When the data below is printed, every line must match exactly and the images must be absent.

■ Extracted data
======

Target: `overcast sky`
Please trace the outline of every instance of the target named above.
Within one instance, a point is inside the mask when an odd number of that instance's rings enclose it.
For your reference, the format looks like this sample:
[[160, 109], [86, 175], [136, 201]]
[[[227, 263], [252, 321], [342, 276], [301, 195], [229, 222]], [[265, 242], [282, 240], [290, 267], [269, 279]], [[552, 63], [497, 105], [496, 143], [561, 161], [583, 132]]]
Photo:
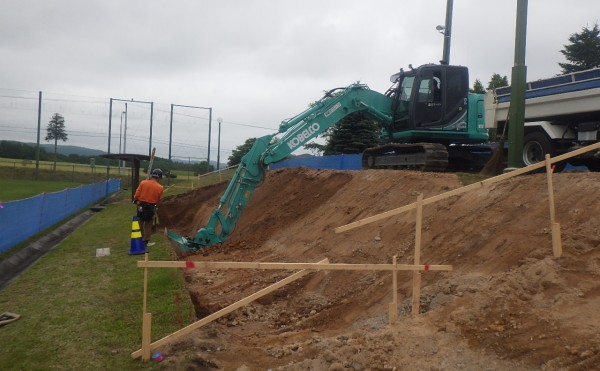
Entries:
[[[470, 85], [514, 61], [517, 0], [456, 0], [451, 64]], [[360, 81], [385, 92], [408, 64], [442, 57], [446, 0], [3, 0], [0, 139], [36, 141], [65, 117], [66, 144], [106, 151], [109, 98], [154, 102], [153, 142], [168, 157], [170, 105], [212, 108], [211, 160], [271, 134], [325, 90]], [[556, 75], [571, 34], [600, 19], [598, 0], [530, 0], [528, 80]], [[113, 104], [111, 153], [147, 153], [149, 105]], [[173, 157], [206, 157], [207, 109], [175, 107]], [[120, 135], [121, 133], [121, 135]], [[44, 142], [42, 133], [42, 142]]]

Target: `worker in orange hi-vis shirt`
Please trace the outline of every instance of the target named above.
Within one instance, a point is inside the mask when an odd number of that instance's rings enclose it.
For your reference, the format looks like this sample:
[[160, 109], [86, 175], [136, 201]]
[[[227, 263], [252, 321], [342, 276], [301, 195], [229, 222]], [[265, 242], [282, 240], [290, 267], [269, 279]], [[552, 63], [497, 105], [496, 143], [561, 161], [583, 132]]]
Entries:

======

■ Answer area
Target: `overcast sky`
Please trace the outline of every instance of the target named above.
Within one instance, a point is inside the mask when an odd number of that instance's rings enclose it.
For your reference, the format looks like this sample:
[[160, 109], [86, 175], [136, 201]]
[[[227, 263], [252, 321], [342, 276], [301, 195], [229, 222]], [[265, 242], [282, 240], [290, 267], [269, 279]], [[552, 63], [497, 105], [496, 143], [561, 161], [583, 132]]]
Photo:
Entries:
[[[470, 85], [514, 61], [517, 0], [456, 0], [451, 64]], [[360, 81], [385, 92], [408, 64], [442, 57], [446, 0], [3, 0], [0, 139], [36, 141], [65, 117], [66, 144], [106, 151], [109, 98], [154, 102], [153, 142], [168, 157], [170, 105], [212, 108], [211, 160], [271, 134], [325, 90]], [[556, 75], [571, 34], [600, 19], [598, 0], [530, 0], [528, 80]], [[113, 104], [111, 153], [147, 153], [149, 105]], [[173, 157], [206, 157], [207, 109], [175, 107]], [[120, 135], [121, 133], [121, 135]], [[44, 142], [42, 133], [42, 142]]]

Target: `worker in orange hi-vis shirt`
Please trace the outline of every instance of the target named above.
Within one instance, a point is inside the mask when an odd number of that instance's rings enclose it.
For your reference, the format looks like this sample:
[[160, 109], [86, 175], [136, 201]]
[[[227, 263], [252, 321], [342, 276], [301, 195], [229, 222]], [[265, 242], [282, 240], [290, 267], [269, 279]], [[552, 63], [497, 105], [496, 143], [561, 161], [583, 132]]]
Entries:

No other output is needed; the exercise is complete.